- Exercise prompt
Your output must match the records below character for character.

══ Supplied material ══

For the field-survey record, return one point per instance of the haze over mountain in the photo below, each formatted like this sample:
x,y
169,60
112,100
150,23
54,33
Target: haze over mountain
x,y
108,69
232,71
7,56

═══

- Solution to the exercise
For the field-survey record, return one point per instance of the haze over mountain in the photo below, each formatted like this sample:
x,y
169,60
112,100
150,23
54,33
Target: haze over mountain
x,y
108,69
232,71
7,56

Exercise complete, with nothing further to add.